Both ends included, set down the lines from the line containing "Quick check — is the grassy" through the last line of the records below, without pictures.

* start Dataset content *

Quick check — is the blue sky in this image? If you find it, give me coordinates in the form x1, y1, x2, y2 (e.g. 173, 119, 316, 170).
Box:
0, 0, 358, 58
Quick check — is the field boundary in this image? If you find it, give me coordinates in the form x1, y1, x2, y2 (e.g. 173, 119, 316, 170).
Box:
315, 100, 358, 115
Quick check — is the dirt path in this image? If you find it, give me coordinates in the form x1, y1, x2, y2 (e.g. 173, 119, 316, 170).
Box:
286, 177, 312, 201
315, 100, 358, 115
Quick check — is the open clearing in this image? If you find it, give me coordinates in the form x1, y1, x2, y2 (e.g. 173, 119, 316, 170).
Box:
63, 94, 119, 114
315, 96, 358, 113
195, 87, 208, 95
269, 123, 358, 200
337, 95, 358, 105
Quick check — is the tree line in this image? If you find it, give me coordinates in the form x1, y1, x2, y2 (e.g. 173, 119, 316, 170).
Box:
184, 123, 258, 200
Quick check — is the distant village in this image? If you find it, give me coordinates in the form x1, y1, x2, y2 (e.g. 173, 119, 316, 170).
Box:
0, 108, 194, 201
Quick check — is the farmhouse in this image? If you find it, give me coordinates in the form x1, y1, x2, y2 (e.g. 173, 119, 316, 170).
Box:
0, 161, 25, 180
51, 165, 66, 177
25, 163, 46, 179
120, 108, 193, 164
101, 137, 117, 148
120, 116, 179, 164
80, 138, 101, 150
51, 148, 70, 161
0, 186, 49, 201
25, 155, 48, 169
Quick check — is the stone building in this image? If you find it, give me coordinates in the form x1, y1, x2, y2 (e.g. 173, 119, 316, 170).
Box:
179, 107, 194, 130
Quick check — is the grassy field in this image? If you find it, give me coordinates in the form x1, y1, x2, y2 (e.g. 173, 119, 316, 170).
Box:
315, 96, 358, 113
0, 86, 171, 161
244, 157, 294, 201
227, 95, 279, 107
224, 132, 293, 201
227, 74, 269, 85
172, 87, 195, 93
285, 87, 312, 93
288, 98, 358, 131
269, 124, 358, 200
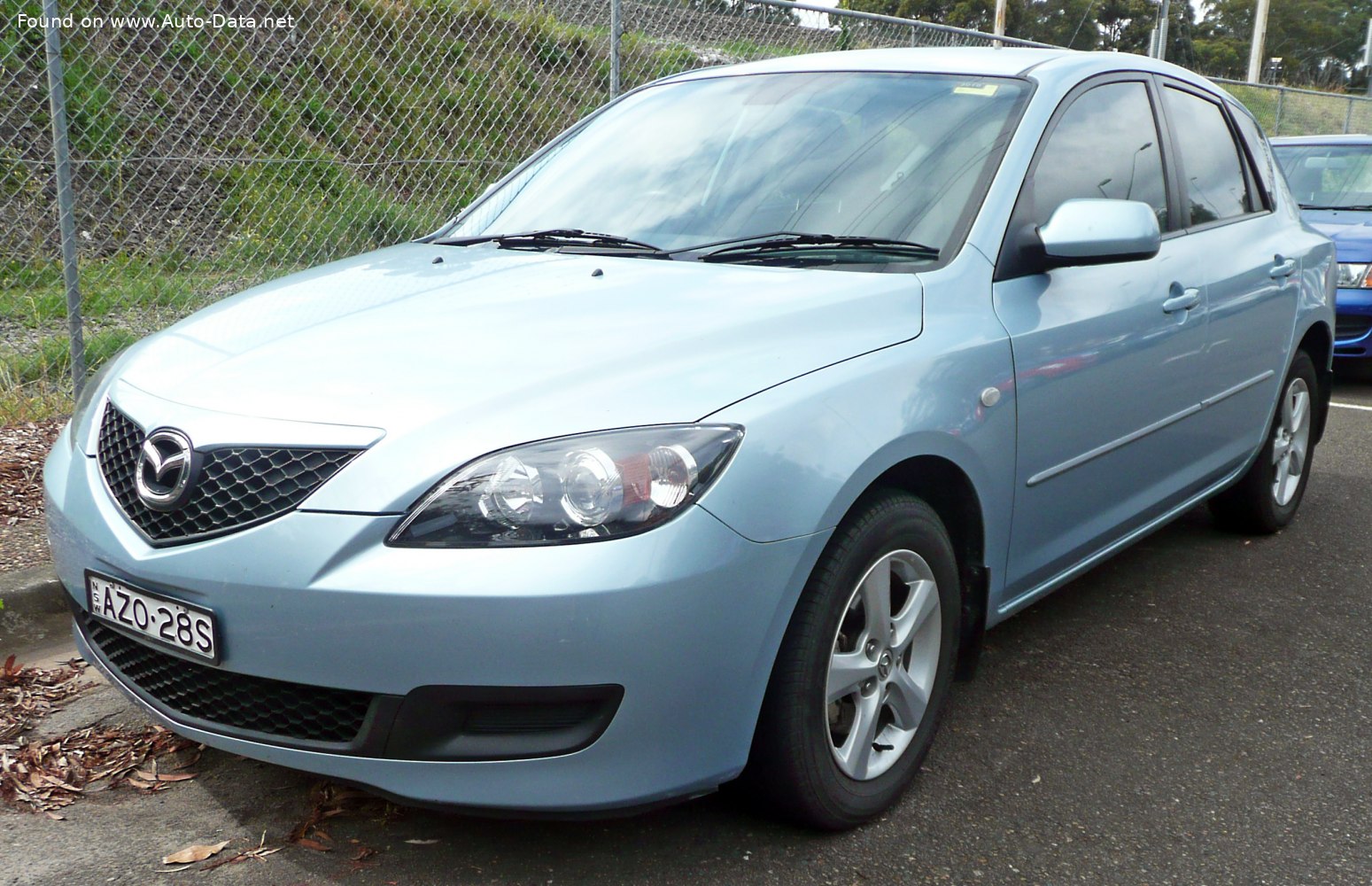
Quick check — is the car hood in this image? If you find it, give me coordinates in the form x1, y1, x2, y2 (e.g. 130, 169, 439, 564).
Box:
115, 243, 922, 510
1300, 210, 1372, 262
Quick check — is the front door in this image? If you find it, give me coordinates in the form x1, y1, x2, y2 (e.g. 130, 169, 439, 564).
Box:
995, 75, 1207, 610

* end Dataset content *

• Task response:
Quick check — is the grassy field in this image? If you find it, give me coordinates in the form x1, y1, x2, y2 (e.g. 173, 119, 316, 170).
Box:
315, 96, 358, 113
0, 86, 171, 161
244, 157, 294, 201
227, 95, 279, 107
224, 132, 293, 201
227, 74, 269, 85
172, 87, 195, 93
285, 87, 312, 93
288, 98, 358, 131
269, 124, 358, 200
Quick check — is the car hood in this image? If you find it, give me coordinates in the form x1, y1, x2, y2 (e.g. 130, 169, 439, 564).
Box:
115, 243, 922, 510
1300, 210, 1372, 262
Quick check — is the front door in this image? If you find it, give me coordinates in the form x1, y1, x2, y2 (e.g. 130, 169, 439, 564).
Box:
995, 75, 1207, 610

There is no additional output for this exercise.